Collection entries:
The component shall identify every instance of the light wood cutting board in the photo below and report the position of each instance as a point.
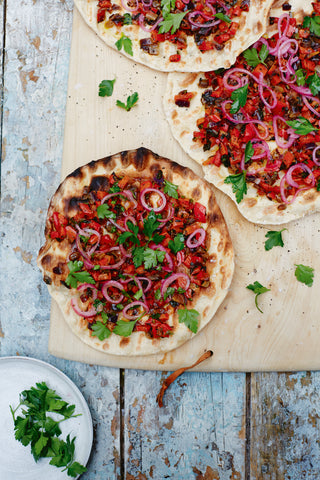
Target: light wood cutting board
(287, 335)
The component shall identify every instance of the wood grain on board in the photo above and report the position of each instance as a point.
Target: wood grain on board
(286, 336)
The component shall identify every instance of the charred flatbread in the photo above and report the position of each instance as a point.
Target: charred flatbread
(178, 35)
(137, 253)
(255, 127)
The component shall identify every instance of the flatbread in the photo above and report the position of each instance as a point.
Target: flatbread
(54, 255)
(252, 25)
(183, 123)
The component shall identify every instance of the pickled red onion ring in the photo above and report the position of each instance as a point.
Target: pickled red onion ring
(172, 279)
(198, 242)
(132, 305)
(114, 284)
(154, 190)
(82, 313)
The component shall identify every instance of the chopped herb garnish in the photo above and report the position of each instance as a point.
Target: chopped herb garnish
(239, 184)
(106, 88)
(171, 22)
(304, 274)
(42, 432)
(177, 244)
(125, 43)
(274, 239)
(239, 97)
(131, 101)
(76, 275)
(301, 126)
(170, 189)
(190, 318)
(103, 211)
(258, 289)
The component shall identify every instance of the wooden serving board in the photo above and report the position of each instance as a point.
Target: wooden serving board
(287, 335)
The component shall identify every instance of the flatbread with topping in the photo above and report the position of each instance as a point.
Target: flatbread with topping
(137, 253)
(255, 127)
(178, 35)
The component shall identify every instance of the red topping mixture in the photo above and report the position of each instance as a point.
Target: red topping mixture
(209, 22)
(271, 93)
(138, 254)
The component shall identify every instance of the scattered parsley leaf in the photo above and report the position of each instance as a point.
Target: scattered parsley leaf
(124, 328)
(138, 256)
(223, 17)
(103, 211)
(126, 43)
(167, 6)
(171, 22)
(131, 101)
(313, 82)
(170, 189)
(152, 257)
(100, 330)
(168, 292)
(304, 274)
(258, 289)
(127, 19)
(76, 276)
(190, 318)
(274, 239)
(239, 97)
(150, 224)
(41, 431)
(239, 184)
(248, 152)
(106, 88)
(253, 58)
(300, 77)
(177, 244)
(313, 23)
(301, 126)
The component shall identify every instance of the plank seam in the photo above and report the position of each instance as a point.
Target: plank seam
(247, 473)
(122, 423)
(2, 79)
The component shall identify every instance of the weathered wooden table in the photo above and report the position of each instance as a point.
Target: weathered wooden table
(213, 425)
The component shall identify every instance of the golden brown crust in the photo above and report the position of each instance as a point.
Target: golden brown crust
(138, 163)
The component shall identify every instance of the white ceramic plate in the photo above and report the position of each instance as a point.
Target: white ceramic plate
(16, 461)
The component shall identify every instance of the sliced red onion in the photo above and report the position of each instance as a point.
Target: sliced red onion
(94, 289)
(153, 246)
(133, 305)
(169, 216)
(154, 190)
(148, 28)
(130, 9)
(145, 279)
(301, 166)
(197, 243)
(172, 279)
(280, 142)
(307, 104)
(315, 159)
(114, 284)
(88, 313)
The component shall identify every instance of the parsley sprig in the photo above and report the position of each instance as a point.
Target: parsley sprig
(36, 428)
(76, 275)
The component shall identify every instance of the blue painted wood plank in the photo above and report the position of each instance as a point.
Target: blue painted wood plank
(285, 426)
(35, 86)
(199, 433)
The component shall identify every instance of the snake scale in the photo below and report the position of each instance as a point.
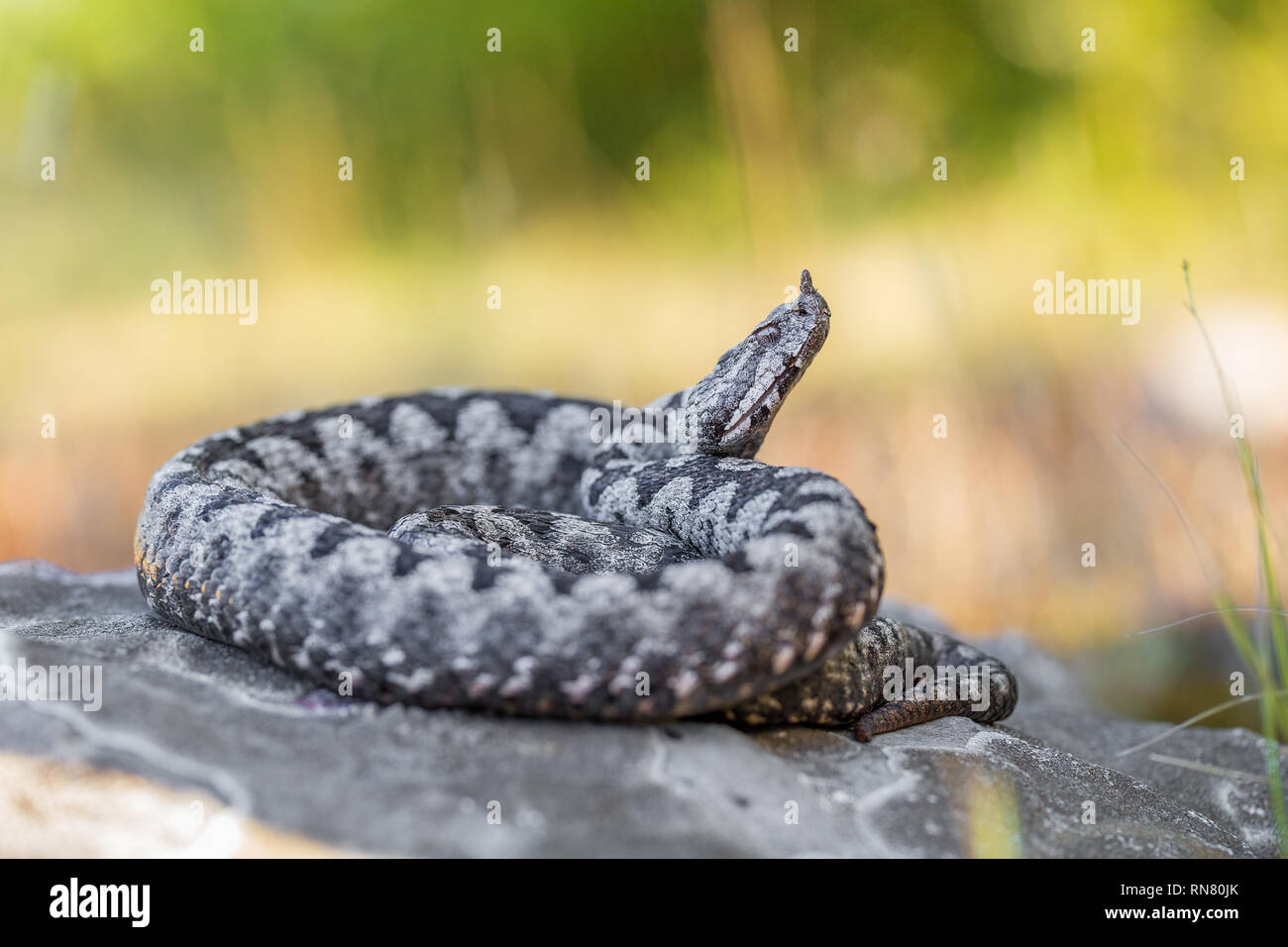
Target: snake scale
(507, 552)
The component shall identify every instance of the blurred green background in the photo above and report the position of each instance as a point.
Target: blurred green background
(516, 169)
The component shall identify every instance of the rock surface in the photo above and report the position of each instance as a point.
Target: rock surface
(209, 720)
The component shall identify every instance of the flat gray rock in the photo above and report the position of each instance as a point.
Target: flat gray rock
(194, 714)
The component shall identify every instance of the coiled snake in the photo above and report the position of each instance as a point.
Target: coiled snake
(529, 554)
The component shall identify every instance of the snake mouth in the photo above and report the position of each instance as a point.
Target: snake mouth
(781, 384)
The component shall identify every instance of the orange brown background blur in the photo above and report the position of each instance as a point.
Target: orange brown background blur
(518, 169)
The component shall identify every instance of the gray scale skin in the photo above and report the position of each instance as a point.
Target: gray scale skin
(483, 549)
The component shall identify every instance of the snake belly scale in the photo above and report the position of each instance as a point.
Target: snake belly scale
(496, 551)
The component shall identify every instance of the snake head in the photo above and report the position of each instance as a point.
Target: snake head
(730, 410)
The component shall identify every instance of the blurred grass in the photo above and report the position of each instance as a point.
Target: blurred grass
(516, 169)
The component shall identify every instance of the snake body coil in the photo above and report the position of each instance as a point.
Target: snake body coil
(497, 551)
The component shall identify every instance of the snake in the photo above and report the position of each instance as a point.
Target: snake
(552, 557)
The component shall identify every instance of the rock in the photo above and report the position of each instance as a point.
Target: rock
(209, 720)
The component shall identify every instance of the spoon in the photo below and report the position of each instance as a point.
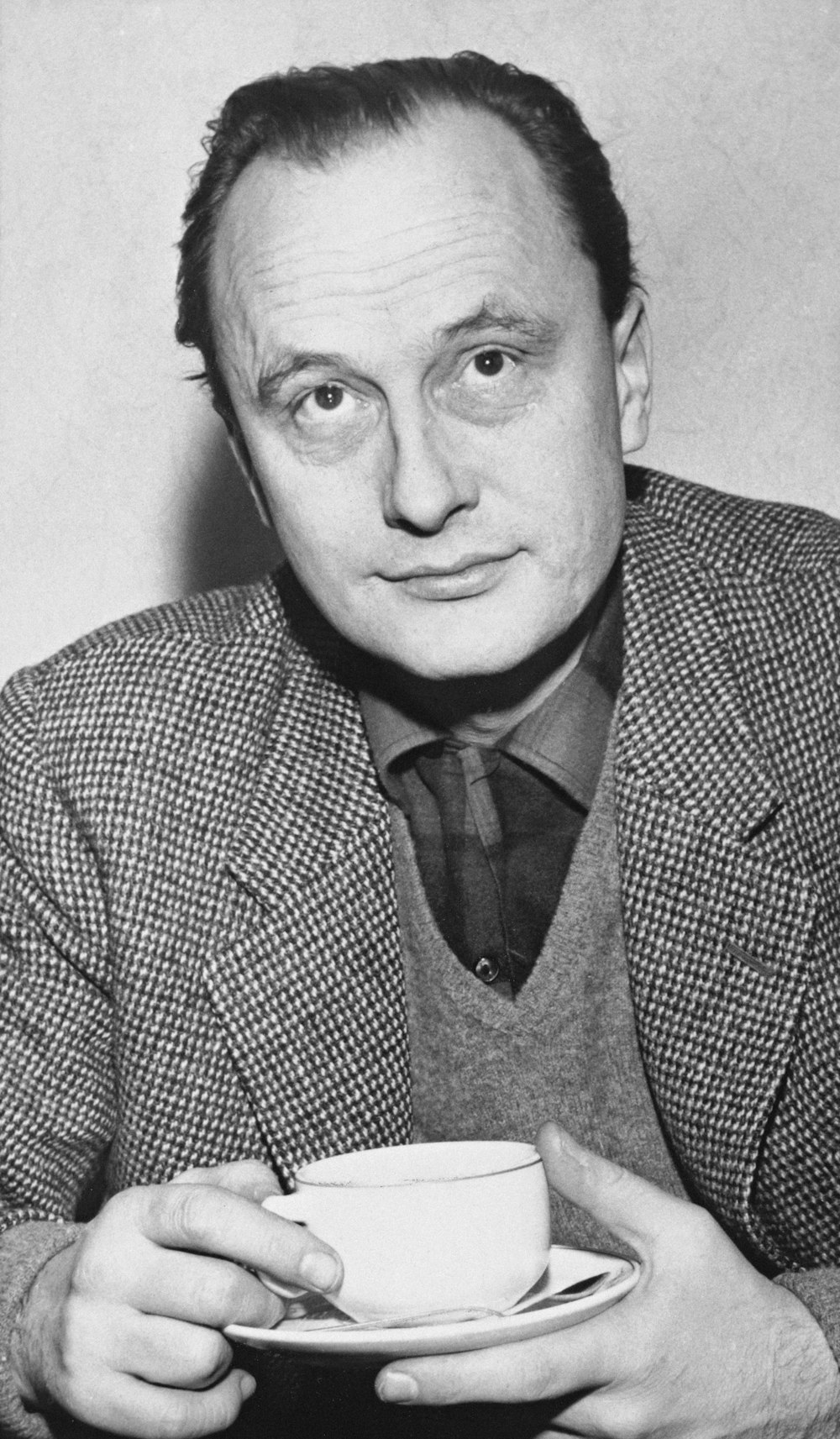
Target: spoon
(573, 1291)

What you will do:
Keep every word of the records above exactly, and return them with no pictures.

Result:
The component shall identify every instance of the light wood cutting board in the photo below and report the position of each instance as a point.
Target: light wood cutting board
(287, 335)
The component shall identify every instance of the wood grain on board in the photo above and report the position of each instance as a point.
Target: wood grain on board
(286, 336)
The component shall identify every instance of the charred flatbread in the photo above and report the position of each instance as a point.
Target: charred flatbread
(178, 35)
(137, 253)
(255, 127)
The component shall identify every instance of the flatbread in the photo above and report the position of each instance as a point.
Target: flatbread
(54, 255)
(252, 25)
(183, 123)
The component shall identify every instance of the pickled red onion ring in the photo above and report the position of each instance as a point.
Target: pickled red onion ring
(172, 279)
(198, 242)
(132, 305)
(114, 284)
(154, 190)
(82, 313)
The component shall identify every instance of the chopped herb garnish in the photo above and report the position of each instance as a point.
Target: chopped herb garnish
(239, 184)
(106, 88)
(171, 22)
(304, 274)
(42, 432)
(177, 244)
(125, 43)
(274, 239)
(239, 97)
(131, 101)
(76, 275)
(301, 126)
(170, 189)
(190, 318)
(103, 211)
(258, 289)
The component shall identify every instance of the wooden serving board in the photo above and report the position of each instance as a point.
Target: wooden serving board
(287, 335)
The component shall identify every instance of the flatbread with topping in the photo above and report the position of each instance as a point.
Target: flatbread with topping
(137, 253)
(255, 127)
(178, 35)
The component shall identify every instance of the red topping mixture in the photo above and report the position of each instance as a point.
Target: red topping mixture
(209, 22)
(271, 93)
(138, 254)
The component shall identify every instance of the scattered parsley leaf in the photo above and report the position of each instance as a point.
Target: scattered parsley leaf
(124, 328)
(138, 256)
(223, 17)
(103, 211)
(126, 43)
(167, 6)
(171, 22)
(131, 101)
(313, 82)
(170, 189)
(152, 257)
(100, 330)
(168, 292)
(304, 274)
(258, 289)
(127, 19)
(76, 276)
(190, 318)
(274, 239)
(239, 97)
(150, 224)
(41, 431)
(239, 184)
(248, 152)
(106, 88)
(253, 58)
(300, 77)
(177, 244)
(313, 23)
(301, 126)
The component shall identify every instance of the plank seam in the photo above and report the position of each instance as a point.
Target: plank seam
(247, 473)
(122, 423)
(2, 79)
The component shall identify every instance of the weathered wooden table in the photo above and report the position of each instance as a point.
Target: weathered wooden table
(213, 425)
The component shall identify every instance of the golden brown crust in the photo above and report the position of each instance as a point.
Target: golden brown crust
(138, 163)
The component shall identify every instance of the white ceramic plate in the photo above and report the position of each instance as a point.
Target: white ceramic plate
(16, 461)
The component shall identify every instance of the sliced red onion in the photo above and report the position of each instance as a point.
Target: sliced red onion
(94, 289)
(153, 246)
(133, 305)
(169, 216)
(154, 190)
(148, 28)
(130, 9)
(145, 279)
(301, 166)
(197, 243)
(172, 279)
(280, 142)
(307, 104)
(315, 159)
(114, 284)
(88, 313)
The component shall identify every instance of the parsley sprig in the photo above and report the position of each instance as a point.
Target: parsley sprig
(36, 428)
(76, 275)
The component shall identify every instance of the blue painted wood plank in the photo above and report the position of each instance as a point.
Target: blue painted wood plank
(285, 426)
(35, 86)
(199, 433)
The component shall identify every instance of the snake scale in the photo below and report the position of each instance as a point.
Target: snake scale
(507, 552)
The component shall identify every instance of the blurred green background in the photo above and report the position of each instance as a point.
Target: blurred green background
(516, 169)
The component shall identify every instance of the rock surface in the photo above and report the position of each instance as a point.
Target: rock surface
(209, 720)
The component shall identify every instance of the flat gray rock in the photo above and report the position of each instance as a point.
Target: flat gray rock
(194, 714)
The component shall identify every instance of the coiled snake in the photo above and report the position of each instance as a point.
Target: coiled snake
(529, 554)
The component shall identify every instance of the snake mouth in the photo above and report the position of each instance as a point.
Target: snake mouth
(781, 384)
The component shall identify every instance of the orange brown background blur in the photo above and report the position of each instance as a point.
Target: orange brown background blur
(518, 169)
The component shall identify every instance of the gray scale skin in the photo above and report the position of each instance as a point.
Target: gray scale skin
(483, 549)
The component shall identify every instance of the snake belly scale in the photo above and report the position of each instance as a point.
Target: snake belly scale
(496, 551)
The component shall identify every instance of the snake head in the photo above and report the position of each instance as a point.
Target: snake head
(730, 410)
The component shall identify every instance of the blurred grass in the photo above and report the position of each instance as a point.
Target: blurred grass
(516, 169)
The component shall identify every instance of the snake body coil in the photo above and report the position of each instance as a point.
Target: snake body coil
(497, 551)
The component shall identify every instance of the snake in the photo above and report the position of each instance as a point.
Target: snake
(552, 557)
The component shall identify every instance of the rock in the photo above and report the position of each instance as a point.
Target: rock
(209, 720)
The component shall identify every instance of the spoon in the photo below and report the position of each instance as a point.
Target: spoon
(573, 1291)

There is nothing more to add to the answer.